**READING PASSAGE**
━━━━

Stats NZ

GDP climbs 1.6 percent in March 2021 quarter following December dip

Gross domestic product (GDP) rose by 1.6 percent in the March 2021 quarter, following a 1.0 percent fall in the December 2020 quarter, Stats NZ said today.

"After an easing of economic activity in the December quarter, we’ve seen broad-based growth in the first quarter of 2021. This is despite Auckland being in alert level 3 lockdown for 10 days, and continued border restrictions," national accounts senior manager Paul Pascoe said.

The services industries, which represent about two thirds of New Zealand's economy, made the largest contribution to the result.

"Households spent more on accommodation, eating out, and purchasing big ticket items such as furniture, audio visual equipment, and motor vehicles. This helped support the growth in retail trade and accommodation industry and wholesale trade industry," Mr Pascoe said.

See Retail trade survey: March 2021 quarter and Business financial data: March 2021 quarter.

"The growth in wholesale trade also reflected higher activity in machinery and equipment wholesaling, and motor vehicle wholesaling. Corresponding growth was seen in investment on plant and machinery, and transport equipment, and associated imports of these items."

Higher activity was also seen in the business services, health care and social assistance, and information media and telecommunications industries in the March 2021 quarter.

The volume of taxes on production are included in the valuation of GDP and also contributed to growth, with a rise of 7.2 percent. This was mostly driven by an increase in the volume of import duties for items such as tobacco, electrical goods, and motor vehicles.

Construction rebounded 6.6 percent after a fall of 8.4 percent in the December 2020 quarter. Construction services, heavy and civil engineering construction, and residential building construction all contributed strongly. The construction industry has returned to near record levels of activity with historically high volumes of residential building work contributing to overall activity.

━━━━

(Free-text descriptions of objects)
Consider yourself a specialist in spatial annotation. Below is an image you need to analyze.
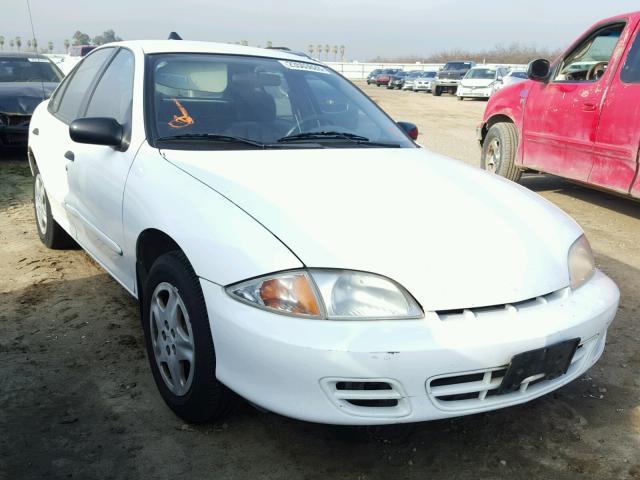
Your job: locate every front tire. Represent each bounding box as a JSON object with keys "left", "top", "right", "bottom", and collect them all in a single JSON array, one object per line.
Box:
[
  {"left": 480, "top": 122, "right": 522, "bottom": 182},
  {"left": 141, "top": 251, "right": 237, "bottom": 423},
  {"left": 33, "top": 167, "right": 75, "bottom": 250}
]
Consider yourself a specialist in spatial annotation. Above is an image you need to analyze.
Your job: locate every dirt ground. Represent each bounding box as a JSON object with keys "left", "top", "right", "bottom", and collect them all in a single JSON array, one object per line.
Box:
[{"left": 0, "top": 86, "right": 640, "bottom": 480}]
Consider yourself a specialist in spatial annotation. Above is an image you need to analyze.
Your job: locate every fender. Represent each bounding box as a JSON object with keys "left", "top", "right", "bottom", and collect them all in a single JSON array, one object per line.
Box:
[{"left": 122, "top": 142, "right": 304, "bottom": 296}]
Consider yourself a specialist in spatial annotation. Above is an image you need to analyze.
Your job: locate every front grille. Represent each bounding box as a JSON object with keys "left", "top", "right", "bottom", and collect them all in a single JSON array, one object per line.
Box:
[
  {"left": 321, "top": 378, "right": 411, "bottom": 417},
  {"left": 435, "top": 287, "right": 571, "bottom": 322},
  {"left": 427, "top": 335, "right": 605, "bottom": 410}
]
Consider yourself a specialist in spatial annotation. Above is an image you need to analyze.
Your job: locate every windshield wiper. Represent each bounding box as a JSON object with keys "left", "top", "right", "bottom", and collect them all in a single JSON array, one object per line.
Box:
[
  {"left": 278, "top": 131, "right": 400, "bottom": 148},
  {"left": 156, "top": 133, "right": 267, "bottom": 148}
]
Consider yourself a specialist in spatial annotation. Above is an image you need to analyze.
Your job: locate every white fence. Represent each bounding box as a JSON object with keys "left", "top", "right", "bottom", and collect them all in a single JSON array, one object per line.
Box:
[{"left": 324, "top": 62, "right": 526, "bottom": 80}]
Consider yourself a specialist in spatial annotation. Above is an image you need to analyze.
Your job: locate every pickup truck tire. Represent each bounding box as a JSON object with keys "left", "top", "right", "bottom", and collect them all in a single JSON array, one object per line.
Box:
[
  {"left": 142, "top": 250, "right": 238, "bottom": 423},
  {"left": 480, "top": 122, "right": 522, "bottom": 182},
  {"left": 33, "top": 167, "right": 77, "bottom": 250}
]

━━━━

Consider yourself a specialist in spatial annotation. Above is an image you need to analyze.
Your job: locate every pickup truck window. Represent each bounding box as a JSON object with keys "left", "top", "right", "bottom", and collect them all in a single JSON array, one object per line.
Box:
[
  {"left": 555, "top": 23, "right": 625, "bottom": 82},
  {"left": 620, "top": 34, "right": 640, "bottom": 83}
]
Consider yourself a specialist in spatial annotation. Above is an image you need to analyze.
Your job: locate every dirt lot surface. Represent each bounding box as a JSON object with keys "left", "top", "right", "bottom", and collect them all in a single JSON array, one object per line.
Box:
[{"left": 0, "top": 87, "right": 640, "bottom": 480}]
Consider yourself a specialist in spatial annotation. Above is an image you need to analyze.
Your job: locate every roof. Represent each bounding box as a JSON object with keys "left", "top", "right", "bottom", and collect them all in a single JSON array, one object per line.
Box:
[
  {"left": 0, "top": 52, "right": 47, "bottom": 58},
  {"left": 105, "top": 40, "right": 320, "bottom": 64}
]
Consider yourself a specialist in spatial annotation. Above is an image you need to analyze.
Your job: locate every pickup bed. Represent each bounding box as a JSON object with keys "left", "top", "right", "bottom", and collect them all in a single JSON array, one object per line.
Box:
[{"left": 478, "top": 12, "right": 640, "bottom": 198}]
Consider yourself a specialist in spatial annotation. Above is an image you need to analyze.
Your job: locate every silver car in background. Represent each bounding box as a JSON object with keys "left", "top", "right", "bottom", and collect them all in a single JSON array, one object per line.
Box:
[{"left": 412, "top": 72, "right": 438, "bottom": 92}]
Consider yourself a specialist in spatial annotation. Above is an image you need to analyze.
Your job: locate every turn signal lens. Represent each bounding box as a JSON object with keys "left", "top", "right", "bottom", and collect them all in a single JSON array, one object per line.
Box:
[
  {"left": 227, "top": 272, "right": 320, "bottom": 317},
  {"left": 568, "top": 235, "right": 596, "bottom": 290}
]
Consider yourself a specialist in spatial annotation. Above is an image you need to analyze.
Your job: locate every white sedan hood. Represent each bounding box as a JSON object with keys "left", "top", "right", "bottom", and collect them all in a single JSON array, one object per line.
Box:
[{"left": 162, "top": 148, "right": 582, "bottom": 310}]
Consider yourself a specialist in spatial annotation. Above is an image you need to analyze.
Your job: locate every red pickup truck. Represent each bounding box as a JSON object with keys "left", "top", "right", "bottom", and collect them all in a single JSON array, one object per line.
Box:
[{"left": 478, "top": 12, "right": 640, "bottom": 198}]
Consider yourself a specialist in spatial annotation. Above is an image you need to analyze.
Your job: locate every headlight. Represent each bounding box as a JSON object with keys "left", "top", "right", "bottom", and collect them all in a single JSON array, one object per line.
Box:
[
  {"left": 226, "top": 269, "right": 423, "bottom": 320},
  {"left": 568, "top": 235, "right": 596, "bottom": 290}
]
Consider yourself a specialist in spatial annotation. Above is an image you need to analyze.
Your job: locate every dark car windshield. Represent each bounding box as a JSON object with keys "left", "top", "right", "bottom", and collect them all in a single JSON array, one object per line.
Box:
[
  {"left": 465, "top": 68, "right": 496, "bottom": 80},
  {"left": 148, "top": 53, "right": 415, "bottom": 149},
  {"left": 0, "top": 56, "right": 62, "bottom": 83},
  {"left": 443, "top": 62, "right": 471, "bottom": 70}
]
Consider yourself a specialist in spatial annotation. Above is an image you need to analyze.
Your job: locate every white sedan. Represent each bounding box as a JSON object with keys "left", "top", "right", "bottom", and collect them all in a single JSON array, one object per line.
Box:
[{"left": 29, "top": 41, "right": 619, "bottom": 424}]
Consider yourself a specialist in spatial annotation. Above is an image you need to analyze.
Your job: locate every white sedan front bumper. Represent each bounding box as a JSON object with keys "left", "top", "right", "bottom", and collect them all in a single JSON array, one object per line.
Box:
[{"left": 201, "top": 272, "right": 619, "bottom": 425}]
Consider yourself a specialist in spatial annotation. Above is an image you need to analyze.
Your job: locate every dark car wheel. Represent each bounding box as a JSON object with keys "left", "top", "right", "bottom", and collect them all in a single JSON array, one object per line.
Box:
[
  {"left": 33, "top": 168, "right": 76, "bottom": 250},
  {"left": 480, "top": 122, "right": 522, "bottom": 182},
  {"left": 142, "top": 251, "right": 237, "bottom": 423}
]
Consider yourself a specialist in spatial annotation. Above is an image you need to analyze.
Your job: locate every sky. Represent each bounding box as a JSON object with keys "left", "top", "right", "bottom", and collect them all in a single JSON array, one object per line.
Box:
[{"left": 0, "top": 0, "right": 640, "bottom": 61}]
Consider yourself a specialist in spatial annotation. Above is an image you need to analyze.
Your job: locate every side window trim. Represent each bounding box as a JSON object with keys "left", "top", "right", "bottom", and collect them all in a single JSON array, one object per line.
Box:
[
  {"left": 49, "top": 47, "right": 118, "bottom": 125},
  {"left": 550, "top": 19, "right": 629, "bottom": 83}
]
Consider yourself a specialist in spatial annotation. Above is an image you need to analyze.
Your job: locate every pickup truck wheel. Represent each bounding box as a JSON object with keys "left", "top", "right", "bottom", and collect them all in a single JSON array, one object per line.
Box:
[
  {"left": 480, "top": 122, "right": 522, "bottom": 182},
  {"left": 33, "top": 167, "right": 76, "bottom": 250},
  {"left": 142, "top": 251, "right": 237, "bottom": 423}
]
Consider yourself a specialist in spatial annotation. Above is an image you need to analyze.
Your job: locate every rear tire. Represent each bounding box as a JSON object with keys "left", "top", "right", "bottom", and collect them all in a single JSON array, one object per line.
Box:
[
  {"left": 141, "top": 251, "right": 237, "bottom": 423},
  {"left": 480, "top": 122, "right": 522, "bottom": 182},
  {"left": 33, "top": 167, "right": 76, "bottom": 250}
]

━━━━

**QUESTIONS**
a) Reproduce the part of the GDP news release that opens with the words containing "Gross domestic product" and closes with "Mr Pascoe said.".
b) Carry on the GDP news release from the point where it stops.

**RESPONSES FOR EACH TASK**
a)
Gross domestic product (GDP) rose by 1.6 percent in the March 2021 quarter, following a 1.0 percent fall in the December 2020 quarter, Stats NZ said today.

"After an easing of economic activity in the December quarter, we’ve seen broad-based growth in the first quarter of 2021. This is despite Auckland being in alert level 3 lockdown for 10 days, and continued border restrictions," national accounts senior manager Paul Pascoe said.

The services industries, which represent about two thirds of New Zealand's economy, made the largest contribution to the result.

"Households spent more on accommodation, eating out, and purchasing big ticket items such as furniture, audio visual equipment, and motor vehicles. This helped support the growth in retail trade and accommodation industry and wholesale trade industry," Mr Pascoe said.

b)
Building activity grows has more information.

The March quarter is traditionally the peak season for international tourism and arrival of international students in New Zealand. The impact of border restrictions is reflected in the continued decline in exports of services, which are down 20.2 percent in the quarter and 48.7 percent through the year to March 2021. A travel bubble with Australia has been in place from 19 April 2021, the effects of which will be reflected in the forthcoming release of Gross domestic product: June 2021 quarter.

Annual GDP down 2.3 percent

While GDP rose in the March 2021 quarter, on an average annual basis, GDP fell 2.3 percent in the year ended March 2021. Several industries have fallen on an annual basis, declines that can be largely attributed to the effects of the alert level 4 lockdown in June 2020 quarter, and continued COVID-19 related disruptions such as the border restrictions and changing alert levels in the quarter.

The annual decline in GDP reflects the four quarters to March 2021 compared with the four quarters to March 2020.